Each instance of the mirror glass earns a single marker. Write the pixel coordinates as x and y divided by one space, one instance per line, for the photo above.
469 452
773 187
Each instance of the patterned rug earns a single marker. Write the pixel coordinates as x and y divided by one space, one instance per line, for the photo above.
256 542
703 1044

☆ ☆ ☆ ☆

:: Objective ::
Switch "marker" to "point" in both items above, and leave every other word as it is.

:: Written reply ::
Each instance of the mirror glass earns a single point. Write the pixel coordinates as x and y divided by one space, one instance per line, for the photo above.
469 452
773 187
Each instance of the patterned rug earns a single point. Write the pixel coordinates as x and y divided by one space, one instance per line, for the photo above.
256 542
703 1044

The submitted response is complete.